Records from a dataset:
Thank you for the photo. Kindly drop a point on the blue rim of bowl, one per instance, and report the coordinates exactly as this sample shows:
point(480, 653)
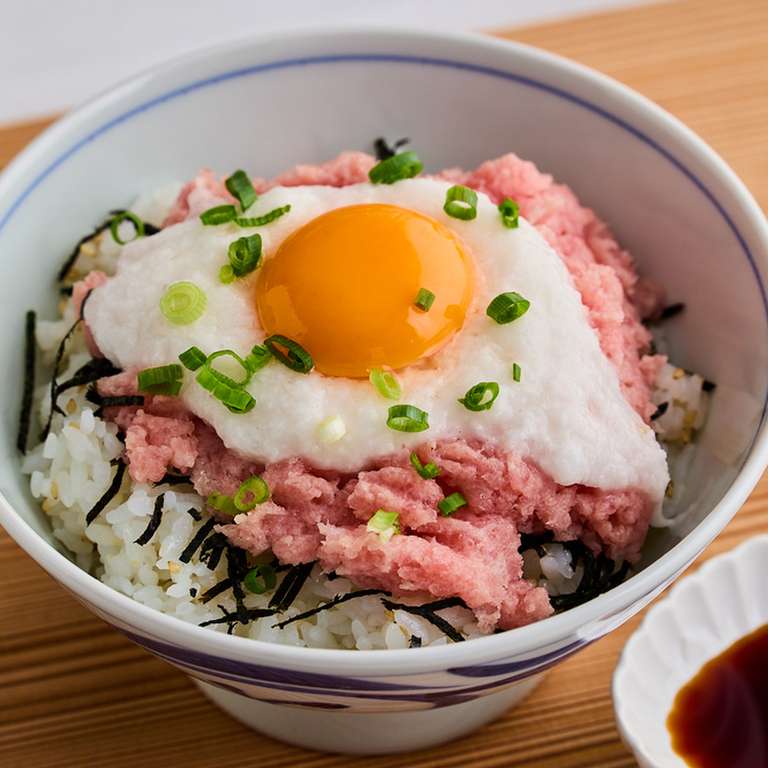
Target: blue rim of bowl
point(447, 63)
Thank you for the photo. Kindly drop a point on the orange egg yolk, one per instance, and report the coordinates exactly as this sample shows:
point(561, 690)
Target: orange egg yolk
point(343, 286)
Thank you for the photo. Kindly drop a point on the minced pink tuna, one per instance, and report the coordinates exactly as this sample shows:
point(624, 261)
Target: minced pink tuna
point(322, 516)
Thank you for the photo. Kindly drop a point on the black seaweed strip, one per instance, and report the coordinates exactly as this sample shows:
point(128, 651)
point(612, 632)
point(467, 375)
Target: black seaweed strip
point(56, 363)
point(109, 494)
point(154, 522)
point(671, 310)
point(25, 415)
point(290, 586)
point(92, 396)
point(72, 258)
point(212, 550)
point(216, 589)
point(383, 151)
point(330, 604)
point(197, 540)
point(171, 478)
point(428, 612)
point(92, 371)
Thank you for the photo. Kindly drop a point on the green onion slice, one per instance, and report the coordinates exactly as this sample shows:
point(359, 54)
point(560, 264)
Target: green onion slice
point(239, 185)
point(245, 255)
point(227, 390)
point(385, 523)
point(251, 492)
point(407, 418)
point(451, 503)
point(424, 299)
point(386, 384)
point(260, 579)
point(510, 213)
point(193, 358)
point(260, 221)
point(427, 471)
point(219, 214)
point(290, 353)
point(461, 203)
point(161, 380)
point(507, 307)
point(183, 303)
point(138, 225)
point(481, 396)
point(406, 165)
point(222, 502)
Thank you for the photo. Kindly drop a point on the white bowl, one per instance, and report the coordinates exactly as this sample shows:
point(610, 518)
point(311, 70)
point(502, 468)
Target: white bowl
point(271, 103)
point(703, 615)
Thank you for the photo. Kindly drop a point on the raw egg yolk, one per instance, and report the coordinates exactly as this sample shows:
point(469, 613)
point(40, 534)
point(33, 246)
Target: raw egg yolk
point(343, 286)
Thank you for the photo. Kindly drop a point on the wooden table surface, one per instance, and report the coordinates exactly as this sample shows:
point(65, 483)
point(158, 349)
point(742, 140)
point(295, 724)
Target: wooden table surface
point(75, 693)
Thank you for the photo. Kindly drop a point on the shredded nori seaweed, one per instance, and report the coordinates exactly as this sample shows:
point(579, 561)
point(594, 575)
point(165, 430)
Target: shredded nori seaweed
point(290, 586)
point(671, 311)
point(154, 522)
point(109, 494)
point(428, 611)
point(330, 604)
point(28, 392)
point(384, 151)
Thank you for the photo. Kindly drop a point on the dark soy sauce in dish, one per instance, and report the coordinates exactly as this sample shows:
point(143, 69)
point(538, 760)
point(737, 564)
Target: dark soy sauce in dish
point(720, 718)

▸ **WHAT TO WORK ON**:
Copy out the material word for word, from the line containing "on the minced" through the line containing "point(322, 516)", including both of those lines.

▸ **ANSWER FOR THIS EXERCISE**:
Thank you for the photo. Kindly drop a point on the minced pink tuna, one per instance, and report the coordinates exactly as this sample shows:
point(624, 261)
Target: minced pink tuna
point(322, 516)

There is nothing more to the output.